STATED TASK: Copy out the data below without any change, from the line that contains "pixel 716 979." through the line that contains "pixel 27 1283", both of those lines included.
-- BEGIN GIVEN RECORDS --
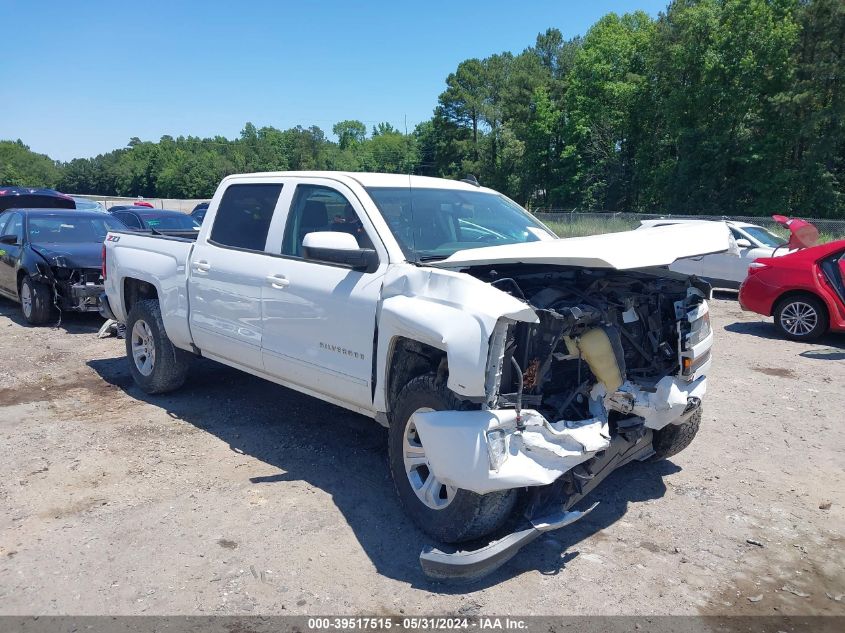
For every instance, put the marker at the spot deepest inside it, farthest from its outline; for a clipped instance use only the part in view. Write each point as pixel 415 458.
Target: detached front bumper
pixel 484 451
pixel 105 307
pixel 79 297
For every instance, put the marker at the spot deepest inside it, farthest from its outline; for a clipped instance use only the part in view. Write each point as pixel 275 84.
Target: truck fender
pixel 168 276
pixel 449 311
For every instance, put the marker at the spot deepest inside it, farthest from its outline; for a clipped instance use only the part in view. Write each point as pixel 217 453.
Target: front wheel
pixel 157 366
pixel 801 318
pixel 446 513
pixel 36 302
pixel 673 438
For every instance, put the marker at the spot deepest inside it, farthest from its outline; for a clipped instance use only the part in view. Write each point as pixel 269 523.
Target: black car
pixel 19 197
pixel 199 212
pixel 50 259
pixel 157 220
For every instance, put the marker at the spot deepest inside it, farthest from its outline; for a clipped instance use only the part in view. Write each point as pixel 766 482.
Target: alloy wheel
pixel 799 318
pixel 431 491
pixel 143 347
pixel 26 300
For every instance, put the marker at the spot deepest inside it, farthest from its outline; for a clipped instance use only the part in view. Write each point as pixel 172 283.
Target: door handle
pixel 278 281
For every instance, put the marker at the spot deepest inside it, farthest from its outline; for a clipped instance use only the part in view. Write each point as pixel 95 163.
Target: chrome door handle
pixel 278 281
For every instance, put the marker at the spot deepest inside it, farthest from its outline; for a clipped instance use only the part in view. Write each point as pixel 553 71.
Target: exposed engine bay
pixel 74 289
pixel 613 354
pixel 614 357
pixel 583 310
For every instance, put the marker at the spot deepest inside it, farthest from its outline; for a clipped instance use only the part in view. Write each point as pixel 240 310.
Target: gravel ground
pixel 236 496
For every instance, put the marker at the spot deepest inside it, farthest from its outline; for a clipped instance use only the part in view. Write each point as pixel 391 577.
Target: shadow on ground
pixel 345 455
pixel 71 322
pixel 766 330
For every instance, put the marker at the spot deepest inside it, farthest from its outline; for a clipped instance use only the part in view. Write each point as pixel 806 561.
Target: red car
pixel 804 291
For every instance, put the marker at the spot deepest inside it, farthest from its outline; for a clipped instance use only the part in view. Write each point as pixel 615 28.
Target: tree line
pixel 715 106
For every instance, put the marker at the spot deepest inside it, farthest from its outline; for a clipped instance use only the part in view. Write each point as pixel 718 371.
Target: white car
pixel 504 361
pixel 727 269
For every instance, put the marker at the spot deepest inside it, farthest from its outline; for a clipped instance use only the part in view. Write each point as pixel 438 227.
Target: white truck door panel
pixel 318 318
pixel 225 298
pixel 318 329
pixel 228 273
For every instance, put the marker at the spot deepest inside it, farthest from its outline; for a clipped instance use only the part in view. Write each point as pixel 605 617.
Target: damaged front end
-- END GIVEN RECORDS --
-- BEGIN GIVEN RECORDS --
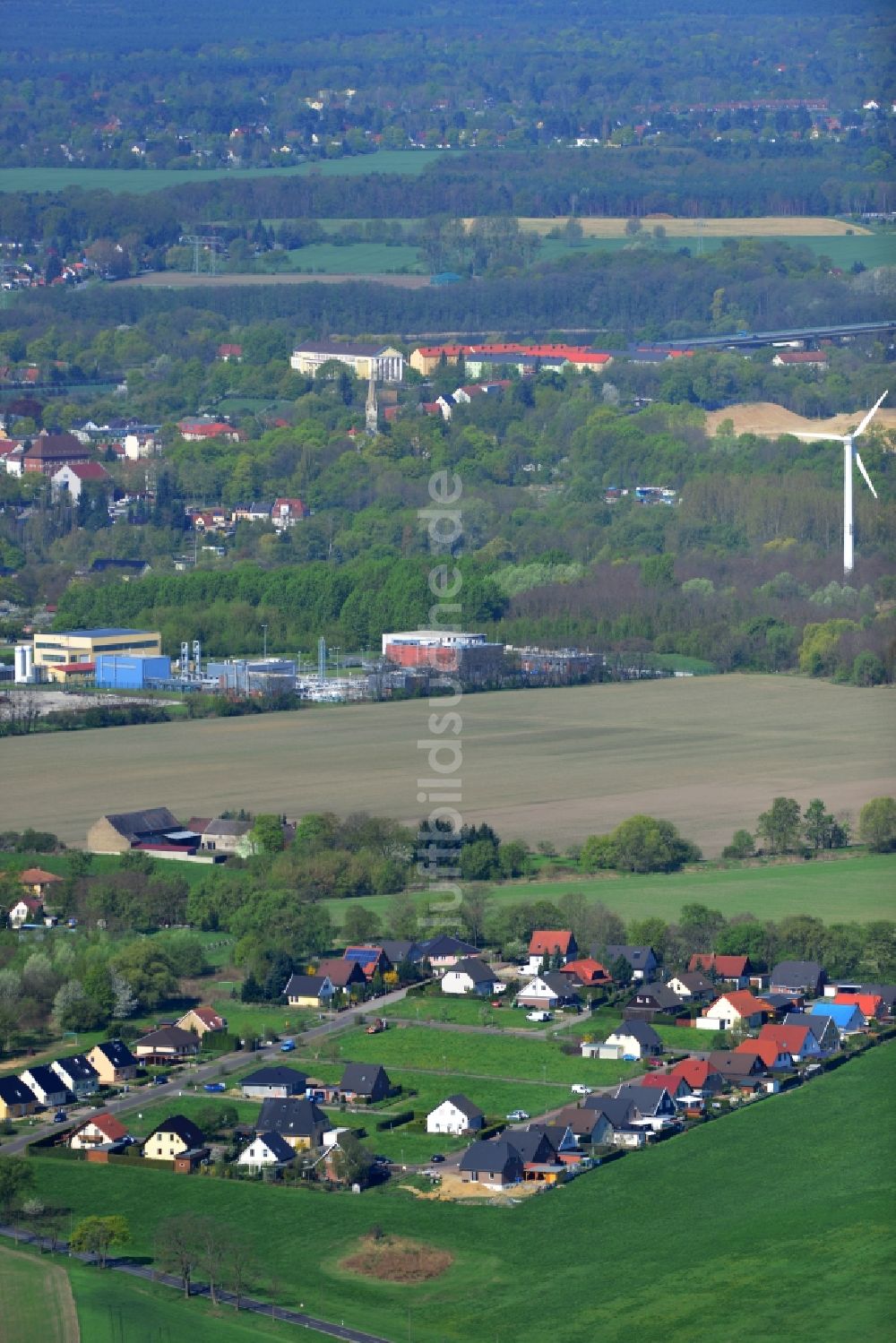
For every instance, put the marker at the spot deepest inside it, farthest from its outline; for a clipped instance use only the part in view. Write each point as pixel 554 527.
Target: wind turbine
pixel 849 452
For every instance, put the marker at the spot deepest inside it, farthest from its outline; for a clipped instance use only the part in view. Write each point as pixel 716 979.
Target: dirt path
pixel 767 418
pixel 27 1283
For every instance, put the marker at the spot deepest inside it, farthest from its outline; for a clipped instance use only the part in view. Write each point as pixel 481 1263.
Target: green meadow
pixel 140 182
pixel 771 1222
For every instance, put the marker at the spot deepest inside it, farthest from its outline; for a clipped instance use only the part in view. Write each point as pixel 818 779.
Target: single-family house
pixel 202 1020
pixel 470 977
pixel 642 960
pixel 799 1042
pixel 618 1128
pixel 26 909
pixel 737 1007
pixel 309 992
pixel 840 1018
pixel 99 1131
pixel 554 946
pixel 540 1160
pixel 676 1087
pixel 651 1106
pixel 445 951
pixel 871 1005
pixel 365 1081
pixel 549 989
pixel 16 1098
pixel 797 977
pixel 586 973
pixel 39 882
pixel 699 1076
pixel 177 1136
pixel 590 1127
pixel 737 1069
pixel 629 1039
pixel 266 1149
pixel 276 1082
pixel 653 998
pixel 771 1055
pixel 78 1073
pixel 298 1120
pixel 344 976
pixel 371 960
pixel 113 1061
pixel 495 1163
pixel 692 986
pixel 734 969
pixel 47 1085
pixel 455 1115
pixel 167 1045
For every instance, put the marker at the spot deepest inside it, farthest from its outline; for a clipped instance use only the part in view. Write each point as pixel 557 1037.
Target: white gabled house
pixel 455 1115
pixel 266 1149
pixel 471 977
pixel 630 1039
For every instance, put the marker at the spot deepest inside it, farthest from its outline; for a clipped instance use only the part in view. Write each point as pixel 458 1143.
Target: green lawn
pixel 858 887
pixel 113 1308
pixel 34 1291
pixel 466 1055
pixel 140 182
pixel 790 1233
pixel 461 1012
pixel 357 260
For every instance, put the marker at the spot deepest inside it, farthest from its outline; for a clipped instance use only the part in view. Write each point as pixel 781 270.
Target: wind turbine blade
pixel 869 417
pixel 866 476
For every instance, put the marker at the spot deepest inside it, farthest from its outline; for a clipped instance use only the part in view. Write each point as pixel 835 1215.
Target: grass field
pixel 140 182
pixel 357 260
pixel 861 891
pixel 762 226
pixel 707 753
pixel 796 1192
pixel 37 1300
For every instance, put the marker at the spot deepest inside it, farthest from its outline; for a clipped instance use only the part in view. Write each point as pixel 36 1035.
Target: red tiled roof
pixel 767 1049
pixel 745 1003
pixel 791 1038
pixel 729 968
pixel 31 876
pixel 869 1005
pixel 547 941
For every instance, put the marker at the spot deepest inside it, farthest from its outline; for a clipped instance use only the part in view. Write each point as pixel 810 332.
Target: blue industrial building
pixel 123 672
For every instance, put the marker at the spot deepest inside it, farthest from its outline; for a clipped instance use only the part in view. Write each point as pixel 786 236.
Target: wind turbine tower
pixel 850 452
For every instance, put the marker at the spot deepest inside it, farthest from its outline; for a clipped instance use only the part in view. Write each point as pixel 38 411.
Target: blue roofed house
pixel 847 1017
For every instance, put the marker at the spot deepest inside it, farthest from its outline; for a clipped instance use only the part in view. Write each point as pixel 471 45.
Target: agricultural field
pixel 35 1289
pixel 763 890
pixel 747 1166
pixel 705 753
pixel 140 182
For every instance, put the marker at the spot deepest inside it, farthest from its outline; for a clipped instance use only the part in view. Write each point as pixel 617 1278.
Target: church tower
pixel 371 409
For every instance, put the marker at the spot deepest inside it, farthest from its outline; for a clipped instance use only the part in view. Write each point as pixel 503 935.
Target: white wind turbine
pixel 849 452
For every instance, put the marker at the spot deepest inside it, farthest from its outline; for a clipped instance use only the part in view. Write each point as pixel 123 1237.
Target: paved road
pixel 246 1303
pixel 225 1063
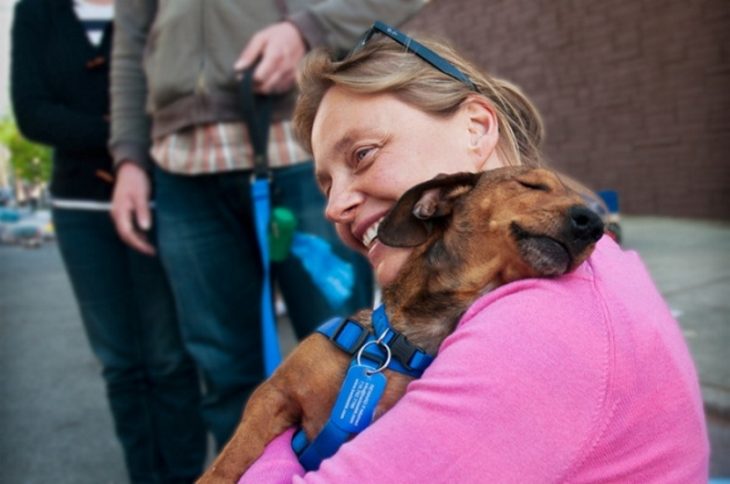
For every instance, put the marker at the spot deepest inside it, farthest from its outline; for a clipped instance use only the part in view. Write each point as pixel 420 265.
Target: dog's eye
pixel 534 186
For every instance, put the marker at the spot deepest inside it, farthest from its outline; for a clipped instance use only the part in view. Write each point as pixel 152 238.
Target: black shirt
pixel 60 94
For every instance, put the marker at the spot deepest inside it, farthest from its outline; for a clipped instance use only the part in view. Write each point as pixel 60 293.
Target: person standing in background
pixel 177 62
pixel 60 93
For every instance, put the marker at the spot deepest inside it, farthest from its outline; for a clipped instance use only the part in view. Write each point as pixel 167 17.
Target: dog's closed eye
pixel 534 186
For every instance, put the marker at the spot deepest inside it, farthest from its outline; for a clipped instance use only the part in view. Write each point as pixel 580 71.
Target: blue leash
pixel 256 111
-- END GIVEN RECORDS --
SOLUTION FOR THIS EXERCISE:
For every instance, put the marker at the spot deepest inside it, farthest from its outline; for a clipped instance use only the part in view. Write each point as pixel 716 979.
Target: dirt path
pixel 767 418
pixel 27 1283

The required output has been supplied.